JOB = From the color math text, transcribe word for word the part starting at "Each main-screen BG" and ending at "clipping colors here).".

SUPPLIED TEXT =

OneQuestionPlease wrote:
In that case, it must compare if the pixel is 0 or not.

That's done before converting the tile data to actual colors.

If you look at anomie's document that I linked above, you'll see this:

Code:
Color Math
----------

Each main-screen BG (and the color-0 backdrop, and the sprites (although
sprites with palettes 0-3 never participate)) may be marked in register $2131
to participate in color math. If the visible pixel is from a layer/OBJ
participating in color math, we perform one of 8 operations on the pixel,
depending on $2130 bit 1 and $2131 bits 6-7.

  0 00: Add the fixed color. R, G, and B are added separately, and clipped to
        the max.
  0 01: Add the fixed color, and divide the result by 2 before clipping (unless
        the Color Window is clipping colors here).

STORED ROWS =
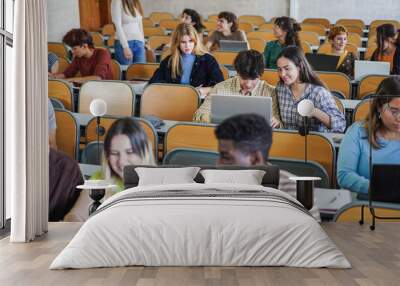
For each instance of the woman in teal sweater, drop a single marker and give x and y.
(353, 162)
(286, 31)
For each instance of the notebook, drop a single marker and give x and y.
(321, 62)
(385, 183)
(233, 46)
(225, 106)
(363, 68)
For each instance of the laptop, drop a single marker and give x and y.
(225, 106)
(385, 183)
(363, 68)
(321, 62)
(233, 46)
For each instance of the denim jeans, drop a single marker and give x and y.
(137, 48)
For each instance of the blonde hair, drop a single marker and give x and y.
(130, 5)
(175, 61)
(337, 30)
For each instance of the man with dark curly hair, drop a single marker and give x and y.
(249, 66)
(89, 62)
(245, 140)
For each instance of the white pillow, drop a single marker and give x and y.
(166, 176)
(248, 177)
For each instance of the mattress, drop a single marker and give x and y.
(201, 225)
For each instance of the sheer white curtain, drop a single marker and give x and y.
(26, 123)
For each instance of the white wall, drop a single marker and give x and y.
(266, 8)
(62, 16)
(367, 10)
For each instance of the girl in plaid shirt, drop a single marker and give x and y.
(297, 82)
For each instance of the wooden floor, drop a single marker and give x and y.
(374, 255)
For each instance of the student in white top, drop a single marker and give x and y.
(127, 18)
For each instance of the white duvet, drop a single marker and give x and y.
(185, 230)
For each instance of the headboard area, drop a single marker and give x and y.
(270, 179)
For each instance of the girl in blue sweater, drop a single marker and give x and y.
(353, 162)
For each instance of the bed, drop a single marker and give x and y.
(201, 224)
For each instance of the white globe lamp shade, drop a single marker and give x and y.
(305, 108)
(98, 107)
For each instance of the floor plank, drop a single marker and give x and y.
(374, 255)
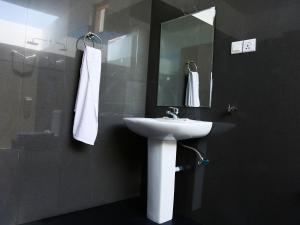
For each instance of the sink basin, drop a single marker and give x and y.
(168, 129)
(163, 134)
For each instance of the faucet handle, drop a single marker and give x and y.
(174, 110)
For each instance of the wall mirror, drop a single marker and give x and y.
(186, 59)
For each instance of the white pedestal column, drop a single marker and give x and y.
(161, 180)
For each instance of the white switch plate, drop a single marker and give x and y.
(249, 45)
(237, 47)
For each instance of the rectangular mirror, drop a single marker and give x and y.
(186, 56)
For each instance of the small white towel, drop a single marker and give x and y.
(192, 98)
(85, 127)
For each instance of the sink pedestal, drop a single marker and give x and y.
(161, 179)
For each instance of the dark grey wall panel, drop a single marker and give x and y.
(44, 172)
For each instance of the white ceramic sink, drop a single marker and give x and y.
(162, 134)
(168, 129)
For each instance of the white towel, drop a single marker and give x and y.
(85, 127)
(192, 98)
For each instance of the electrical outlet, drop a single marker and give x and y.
(249, 45)
(237, 47)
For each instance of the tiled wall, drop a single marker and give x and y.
(43, 171)
(253, 176)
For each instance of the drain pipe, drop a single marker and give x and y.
(201, 159)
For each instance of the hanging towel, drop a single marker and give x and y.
(192, 98)
(85, 125)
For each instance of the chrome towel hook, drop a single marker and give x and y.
(193, 63)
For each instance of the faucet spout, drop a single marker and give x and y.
(173, 112)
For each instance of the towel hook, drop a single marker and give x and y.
(191, 62)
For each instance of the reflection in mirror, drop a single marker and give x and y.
(186, 55)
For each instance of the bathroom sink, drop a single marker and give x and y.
(163, 134)
(168, 128)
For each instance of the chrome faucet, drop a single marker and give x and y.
(173, 111)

FULL RESPONSE =
Each main-screen BG (and the color-0 backdrop, and the sprites (although
sprites with palettes 0-3 never participate)) may be marked in register $2131
to participate in color math. If the visible pixel is from a layer/OBJ
participating in color math, we perform one of 8 operations on the pixel,
depending on $2130 bit 1 and $2131 bits 6-7.

  0 00: Add the fixed color. R, G, and B are added separately, and clipped to
        the max.
  0 01: Add the fixed color, and divide the result by 2 before clipping (unless
        the Color Window is clipping colors here).